## [Passage provided]

7 Power to make orders

A court may, by making a suppression order or non-publication order on grounds permitted by this Act, prohibit or restrict the publication or other disclosure of—

(a)    information tending to reveal the identity of or otherwise concerning any party to or witness in proceedings before the court or any person who is related to or otherwise associated with any party to or witness in proceedings before the court, or

(b) information that comprises evidence, or information about evidence, given in proceedings before the court.

  1. Such a power conferred is not discretionary: Council of the New South Wales Bar Association v EFA (a pseudonym) at [218]; Rinehart v Welker (2011) 93 NSWLR 311; [2011] NSWCA 403 at [48] per Bathurst CJ and McColl JA.

## [Supplied data]

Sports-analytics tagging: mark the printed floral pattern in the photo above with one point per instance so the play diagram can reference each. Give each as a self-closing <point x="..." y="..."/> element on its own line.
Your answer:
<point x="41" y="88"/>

## [Task requirements]
A: Copy the passage on the power to make suppression orders word for word, between "7 Power to make" and "and McColl JA.", inclusive.
B: Write the next part of the passage on the power to make suppression orders, starting after its last sentence.

## [Task answers]
A:
7 Power to make orders

A court may, by making a suppression order or non-publication order on grounds permitted by this Act, prohibit or restrict the publication or other disclosure of—

(a)    information tending to reveal the identity of or otherwise concerning any party to or witness in proceedings before the court or any person who is related to or otherwise associated with any party to or witness in proceedings before the court, or

(b) information that comprises evidence, or information about evidence, given in proceedings before the court.

  1. Such a power conferred is not discretionary: Council of the New South Wales Bar Association v EFA (a pseudonym) at [218]; Rinehart v Welker (2011) 93 NSWLR 311; [2011] NSWCA 403 at [48] per Bathurst CJ and McColl JA.

B:
  2. Section 8 specifies the grounds for making a suppression order. Relevantly for present purposes, it states:

8 Grounds for making an order

(1) A court may make a suppression order or non-publication order on one or more of the following grounds—

(a) the order is necessary to prevent prejudice to the proper administration of justice,

(c) the order is necessary to protect the safety of any person,

(e) it is otherwise necessary in the public interest for the order to be made and that public interest significantly outweighs the public interest in open justice.

(2) A suppression order or non-publication order must specify the ground or grounds on which the order is made.

  1. The ground relied upon in the present case is s 8(1)(c).

  2. In AB v CD (2019) 93 ALJR 321; [2019] HCA 6 at [15], Nettle J wrote in relation to when assessing whether an order is necessary to protect a person’s safety, the Court must be satisfied:

“…of the existence of a possibility of harm of such gravity and likelihood that, without the order sought, the risk of prejudice to the safety of the person would range above the level that can reasonably be regarded as acceptable.”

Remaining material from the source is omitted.